__Excerpt provided__:

Photograph courtesy Cinnamon Life, City of Dreams

Forget the Suite Life. Meet Cinnamon Life in Colombo!

After a few days at South Asia’s largest integrated resort, I knew I’d be coming back for more.

BY

I left the lobby knowing I was coming back. Not just to Cinnamon Life, but to Colombo, to Sri Lanka and to everything this experience stood for.

With 687 rooms, 12 restaurants, and a sweeping cantilevered silhouette inspired by Sinhalese sacred geometry, Cinnamon Life is Colombo’s newest and boldest arrival. Designed by Balmond Studio, the architectural marvel isn’t just the largest integrated resort in South Asia — it’s a sensory map of Sri Lanka’s past and future.

It’s rare to realise, as you pull away from a hotel, that you will miss the people as much as the place. I should have seen this coming. When, upon first view, the structure looked like an archaeological puzzle. When the lobby held a Chathurika Jayani painting that made you smile and sigh at the same time, when bursts of orange collided with prismatic textures past the escalator. And when the lighting was just right — not glam and showy, not moody and faking aspiration, really just right.

__Data extracts__:
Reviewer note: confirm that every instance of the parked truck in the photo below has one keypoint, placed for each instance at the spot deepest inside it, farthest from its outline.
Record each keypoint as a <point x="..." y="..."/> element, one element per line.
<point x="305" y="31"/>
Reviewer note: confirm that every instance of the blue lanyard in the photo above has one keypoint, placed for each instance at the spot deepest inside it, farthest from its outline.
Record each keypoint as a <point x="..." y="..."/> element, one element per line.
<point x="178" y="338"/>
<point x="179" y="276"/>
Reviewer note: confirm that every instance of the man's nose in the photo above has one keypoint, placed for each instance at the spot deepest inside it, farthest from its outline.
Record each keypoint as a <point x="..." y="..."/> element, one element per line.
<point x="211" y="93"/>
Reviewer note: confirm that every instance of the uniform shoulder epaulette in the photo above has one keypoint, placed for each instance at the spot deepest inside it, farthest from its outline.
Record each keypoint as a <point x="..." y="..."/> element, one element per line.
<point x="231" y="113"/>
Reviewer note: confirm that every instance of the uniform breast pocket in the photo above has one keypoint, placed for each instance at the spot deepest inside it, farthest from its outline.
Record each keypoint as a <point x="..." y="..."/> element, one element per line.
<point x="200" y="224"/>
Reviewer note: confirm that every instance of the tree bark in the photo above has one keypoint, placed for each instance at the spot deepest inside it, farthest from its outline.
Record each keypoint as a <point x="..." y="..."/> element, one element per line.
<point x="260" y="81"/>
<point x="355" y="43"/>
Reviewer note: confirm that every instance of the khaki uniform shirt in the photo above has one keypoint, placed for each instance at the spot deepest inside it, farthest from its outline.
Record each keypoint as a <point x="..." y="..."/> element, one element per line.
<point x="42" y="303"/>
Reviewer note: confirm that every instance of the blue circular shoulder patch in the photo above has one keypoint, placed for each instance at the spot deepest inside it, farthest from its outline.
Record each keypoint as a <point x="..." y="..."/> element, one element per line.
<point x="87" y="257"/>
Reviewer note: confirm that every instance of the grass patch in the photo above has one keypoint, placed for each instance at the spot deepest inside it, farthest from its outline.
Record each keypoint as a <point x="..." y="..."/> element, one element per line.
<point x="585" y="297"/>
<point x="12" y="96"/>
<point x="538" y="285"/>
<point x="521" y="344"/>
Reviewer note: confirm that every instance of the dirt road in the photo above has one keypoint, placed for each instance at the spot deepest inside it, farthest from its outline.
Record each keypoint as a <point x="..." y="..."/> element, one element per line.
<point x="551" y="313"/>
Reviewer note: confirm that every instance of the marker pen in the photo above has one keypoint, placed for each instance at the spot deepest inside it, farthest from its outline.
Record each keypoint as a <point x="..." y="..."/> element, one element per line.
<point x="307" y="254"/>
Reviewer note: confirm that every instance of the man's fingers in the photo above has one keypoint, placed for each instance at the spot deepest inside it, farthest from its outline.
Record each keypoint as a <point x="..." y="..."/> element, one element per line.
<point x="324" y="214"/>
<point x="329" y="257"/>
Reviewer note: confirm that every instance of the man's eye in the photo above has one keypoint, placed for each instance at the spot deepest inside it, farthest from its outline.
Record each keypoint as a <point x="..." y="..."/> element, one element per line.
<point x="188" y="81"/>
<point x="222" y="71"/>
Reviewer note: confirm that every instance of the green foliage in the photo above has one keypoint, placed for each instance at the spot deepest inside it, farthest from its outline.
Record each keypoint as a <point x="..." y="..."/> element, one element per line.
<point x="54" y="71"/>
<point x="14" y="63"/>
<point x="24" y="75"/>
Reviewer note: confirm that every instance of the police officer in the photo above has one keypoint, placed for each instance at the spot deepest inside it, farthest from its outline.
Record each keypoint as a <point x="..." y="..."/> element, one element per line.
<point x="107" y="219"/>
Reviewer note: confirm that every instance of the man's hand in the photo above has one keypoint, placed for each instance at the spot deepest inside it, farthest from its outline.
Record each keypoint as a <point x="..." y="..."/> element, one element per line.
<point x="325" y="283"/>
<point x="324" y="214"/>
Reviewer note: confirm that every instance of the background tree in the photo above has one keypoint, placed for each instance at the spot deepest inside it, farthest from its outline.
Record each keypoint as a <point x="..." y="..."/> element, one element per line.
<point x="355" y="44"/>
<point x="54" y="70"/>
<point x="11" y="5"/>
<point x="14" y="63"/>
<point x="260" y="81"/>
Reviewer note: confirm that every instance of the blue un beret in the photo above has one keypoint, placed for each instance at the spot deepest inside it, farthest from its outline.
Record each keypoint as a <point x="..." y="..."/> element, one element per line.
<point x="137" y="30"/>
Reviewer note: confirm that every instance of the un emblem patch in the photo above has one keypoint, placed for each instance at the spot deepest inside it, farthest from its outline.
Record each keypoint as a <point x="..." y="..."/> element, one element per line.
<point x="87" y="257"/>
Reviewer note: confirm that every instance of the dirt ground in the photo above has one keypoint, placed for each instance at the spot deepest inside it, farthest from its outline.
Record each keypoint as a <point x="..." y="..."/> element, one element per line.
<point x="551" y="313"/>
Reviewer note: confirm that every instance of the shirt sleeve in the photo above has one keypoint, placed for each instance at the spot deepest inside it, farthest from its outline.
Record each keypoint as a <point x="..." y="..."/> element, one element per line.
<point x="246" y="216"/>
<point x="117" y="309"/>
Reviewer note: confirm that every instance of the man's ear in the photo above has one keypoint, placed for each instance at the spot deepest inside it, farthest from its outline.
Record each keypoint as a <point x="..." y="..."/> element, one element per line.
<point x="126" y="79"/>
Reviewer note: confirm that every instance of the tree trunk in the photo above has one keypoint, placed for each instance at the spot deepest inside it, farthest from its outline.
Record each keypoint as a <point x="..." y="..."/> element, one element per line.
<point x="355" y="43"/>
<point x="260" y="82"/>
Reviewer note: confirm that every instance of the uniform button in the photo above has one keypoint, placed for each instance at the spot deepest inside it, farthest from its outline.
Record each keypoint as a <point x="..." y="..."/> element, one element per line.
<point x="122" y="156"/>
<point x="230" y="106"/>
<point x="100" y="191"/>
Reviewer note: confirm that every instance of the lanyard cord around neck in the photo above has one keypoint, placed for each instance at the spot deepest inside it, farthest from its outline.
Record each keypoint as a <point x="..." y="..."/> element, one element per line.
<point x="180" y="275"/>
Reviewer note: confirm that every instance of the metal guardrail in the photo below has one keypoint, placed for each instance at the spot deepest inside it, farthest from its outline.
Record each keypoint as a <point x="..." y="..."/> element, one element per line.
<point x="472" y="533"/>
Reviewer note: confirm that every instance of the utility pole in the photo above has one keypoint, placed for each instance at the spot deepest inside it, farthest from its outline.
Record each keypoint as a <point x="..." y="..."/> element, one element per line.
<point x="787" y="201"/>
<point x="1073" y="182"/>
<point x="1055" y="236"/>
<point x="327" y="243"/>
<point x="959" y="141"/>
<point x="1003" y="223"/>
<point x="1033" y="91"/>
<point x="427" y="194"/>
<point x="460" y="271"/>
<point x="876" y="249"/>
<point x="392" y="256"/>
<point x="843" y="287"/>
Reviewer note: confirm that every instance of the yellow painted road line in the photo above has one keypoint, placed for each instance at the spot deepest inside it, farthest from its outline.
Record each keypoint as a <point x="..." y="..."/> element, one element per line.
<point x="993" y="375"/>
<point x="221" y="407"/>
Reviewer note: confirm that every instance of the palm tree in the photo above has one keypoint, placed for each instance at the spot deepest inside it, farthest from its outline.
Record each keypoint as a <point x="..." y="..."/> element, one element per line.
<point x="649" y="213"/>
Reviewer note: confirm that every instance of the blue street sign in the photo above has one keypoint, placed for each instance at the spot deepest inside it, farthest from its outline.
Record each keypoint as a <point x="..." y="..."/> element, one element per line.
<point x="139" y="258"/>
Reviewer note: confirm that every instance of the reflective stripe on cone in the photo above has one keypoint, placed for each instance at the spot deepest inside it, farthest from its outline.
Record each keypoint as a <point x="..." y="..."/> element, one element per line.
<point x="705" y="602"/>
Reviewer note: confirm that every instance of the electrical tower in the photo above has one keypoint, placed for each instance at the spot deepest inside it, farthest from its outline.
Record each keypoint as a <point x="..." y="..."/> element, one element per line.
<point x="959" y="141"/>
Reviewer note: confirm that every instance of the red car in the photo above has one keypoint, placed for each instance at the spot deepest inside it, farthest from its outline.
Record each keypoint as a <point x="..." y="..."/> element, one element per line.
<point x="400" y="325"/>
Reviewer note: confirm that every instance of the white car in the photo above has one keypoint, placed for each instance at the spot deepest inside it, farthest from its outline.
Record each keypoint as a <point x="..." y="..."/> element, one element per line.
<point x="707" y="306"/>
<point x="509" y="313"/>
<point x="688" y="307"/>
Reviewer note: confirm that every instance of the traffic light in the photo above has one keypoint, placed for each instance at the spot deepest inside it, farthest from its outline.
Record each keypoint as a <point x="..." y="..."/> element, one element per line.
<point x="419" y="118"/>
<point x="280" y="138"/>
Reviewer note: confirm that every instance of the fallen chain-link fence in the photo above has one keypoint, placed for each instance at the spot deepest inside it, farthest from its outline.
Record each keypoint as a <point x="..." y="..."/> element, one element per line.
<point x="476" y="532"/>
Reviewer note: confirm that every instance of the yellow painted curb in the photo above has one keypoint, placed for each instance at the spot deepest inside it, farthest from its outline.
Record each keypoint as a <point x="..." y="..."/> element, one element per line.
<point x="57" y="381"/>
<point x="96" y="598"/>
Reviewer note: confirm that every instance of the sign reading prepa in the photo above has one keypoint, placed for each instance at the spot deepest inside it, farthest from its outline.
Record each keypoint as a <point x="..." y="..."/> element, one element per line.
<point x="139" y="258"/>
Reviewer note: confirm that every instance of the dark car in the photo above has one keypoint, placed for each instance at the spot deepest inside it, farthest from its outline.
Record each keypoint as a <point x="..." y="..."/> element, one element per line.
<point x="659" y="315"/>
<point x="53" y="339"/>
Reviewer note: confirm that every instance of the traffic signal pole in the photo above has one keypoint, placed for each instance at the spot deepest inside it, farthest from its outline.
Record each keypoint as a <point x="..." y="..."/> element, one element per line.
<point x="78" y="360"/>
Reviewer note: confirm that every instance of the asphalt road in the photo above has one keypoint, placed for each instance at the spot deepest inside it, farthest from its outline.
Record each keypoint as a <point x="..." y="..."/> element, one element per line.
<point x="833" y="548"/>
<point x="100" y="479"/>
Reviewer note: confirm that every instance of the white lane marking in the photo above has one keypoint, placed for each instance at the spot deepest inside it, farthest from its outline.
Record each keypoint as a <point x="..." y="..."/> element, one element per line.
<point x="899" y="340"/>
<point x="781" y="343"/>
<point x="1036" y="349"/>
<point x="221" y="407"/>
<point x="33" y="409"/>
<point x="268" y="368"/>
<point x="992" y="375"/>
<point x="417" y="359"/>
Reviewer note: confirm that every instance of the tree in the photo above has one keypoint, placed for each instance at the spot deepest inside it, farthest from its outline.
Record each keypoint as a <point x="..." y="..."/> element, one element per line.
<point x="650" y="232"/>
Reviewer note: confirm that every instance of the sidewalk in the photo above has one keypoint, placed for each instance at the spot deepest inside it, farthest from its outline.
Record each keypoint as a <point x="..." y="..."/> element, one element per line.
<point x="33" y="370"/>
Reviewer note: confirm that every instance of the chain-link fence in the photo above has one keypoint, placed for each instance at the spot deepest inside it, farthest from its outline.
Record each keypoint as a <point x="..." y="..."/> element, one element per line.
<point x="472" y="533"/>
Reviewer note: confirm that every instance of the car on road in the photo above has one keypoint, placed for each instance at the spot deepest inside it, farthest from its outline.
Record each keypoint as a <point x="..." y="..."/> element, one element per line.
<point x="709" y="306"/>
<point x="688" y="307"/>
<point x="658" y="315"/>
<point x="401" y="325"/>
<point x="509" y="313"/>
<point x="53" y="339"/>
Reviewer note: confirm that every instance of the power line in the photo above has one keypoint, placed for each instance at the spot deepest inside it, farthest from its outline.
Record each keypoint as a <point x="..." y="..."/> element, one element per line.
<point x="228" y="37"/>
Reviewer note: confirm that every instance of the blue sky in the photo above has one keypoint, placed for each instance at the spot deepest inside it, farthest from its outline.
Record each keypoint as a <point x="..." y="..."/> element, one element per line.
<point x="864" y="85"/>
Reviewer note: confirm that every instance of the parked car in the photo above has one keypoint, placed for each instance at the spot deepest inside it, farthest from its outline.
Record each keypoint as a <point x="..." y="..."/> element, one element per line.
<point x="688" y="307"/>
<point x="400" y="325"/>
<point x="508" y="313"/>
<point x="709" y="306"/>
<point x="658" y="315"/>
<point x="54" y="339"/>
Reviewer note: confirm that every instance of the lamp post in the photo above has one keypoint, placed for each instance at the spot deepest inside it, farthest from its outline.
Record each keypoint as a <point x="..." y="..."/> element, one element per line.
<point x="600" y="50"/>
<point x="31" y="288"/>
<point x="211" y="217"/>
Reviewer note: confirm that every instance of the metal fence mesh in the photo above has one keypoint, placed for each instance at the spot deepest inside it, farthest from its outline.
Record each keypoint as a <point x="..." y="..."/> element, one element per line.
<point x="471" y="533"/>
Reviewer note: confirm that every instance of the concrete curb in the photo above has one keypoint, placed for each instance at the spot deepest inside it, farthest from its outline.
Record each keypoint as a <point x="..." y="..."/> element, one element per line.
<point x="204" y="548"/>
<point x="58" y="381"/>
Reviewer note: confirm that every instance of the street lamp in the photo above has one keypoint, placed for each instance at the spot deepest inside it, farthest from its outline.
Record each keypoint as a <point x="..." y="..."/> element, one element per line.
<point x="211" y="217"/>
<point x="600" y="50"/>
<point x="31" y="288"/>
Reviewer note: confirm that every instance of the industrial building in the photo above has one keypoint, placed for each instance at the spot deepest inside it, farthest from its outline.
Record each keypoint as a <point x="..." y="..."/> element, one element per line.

__Required actions__:
1. Answer these questions about the article on Cinnamon Life in Colombo:
(a) How many rooms and how many restaurants does Cinnamon Life have?
(b) Which studio designed the building?
(c) Whose painting hangs in the lobby?
2. Write the next part of the article on Cinnamon Life in Colombo, starting after its final sentence.
The records play no part in what follows and can be set aside.

__Your written answers__:
1.
(a) It has 687 rooms and 12 restaurants.
(b) Balmond Studio designed it.
(c) The lobby holds a painting by Chathurika Jayani.

2.
Thus began my stay at Cinnamon Life, City of Dreams. At check-in, you stand facing the anchoring Lotus Tower, pleasantly at eye level from the 24th floor. I had arrived.

My first sunset in Colombo found me at the Flux Lounge. On the right lay development in tow. On the left, a city returning home. In the front, the glittering Arabian Sea. On the table, Prosecco and Ceylon Cashews. Here, dreams and reality intersect, like the makings of a modern art piece.

Photograph courtesy Cinnamon Life, City of Dreams

Architecture as the origin story

The design walk-through with James Balmond, the creative director of Balmond Studio and the architecture team that brought the hotel to life, resonated deeply. He spoke of human life, its pulse and its prismatic, kaleidoscopic rhythms reflected in an organisational system of patterns and prints within the lobbies and ballrooms. 

That archaeological puzzle of a building shape? It was derived from a simple drawing inspired by guardstones and moonstones, the markers of auspicious thresholds in ancient Sinhalese culture. A cantilevered structure followed. Then came the glass, the iconic details — everything positioning Cinnamon Life as the icon heralding a new arrival, a mark to a future city of Colombo. As a final touch, the sun, giver of life and light, rises bold and bright from the lobby itself — a composition that runs 5 storeys with a depth of 200 metres, using 8 different materials.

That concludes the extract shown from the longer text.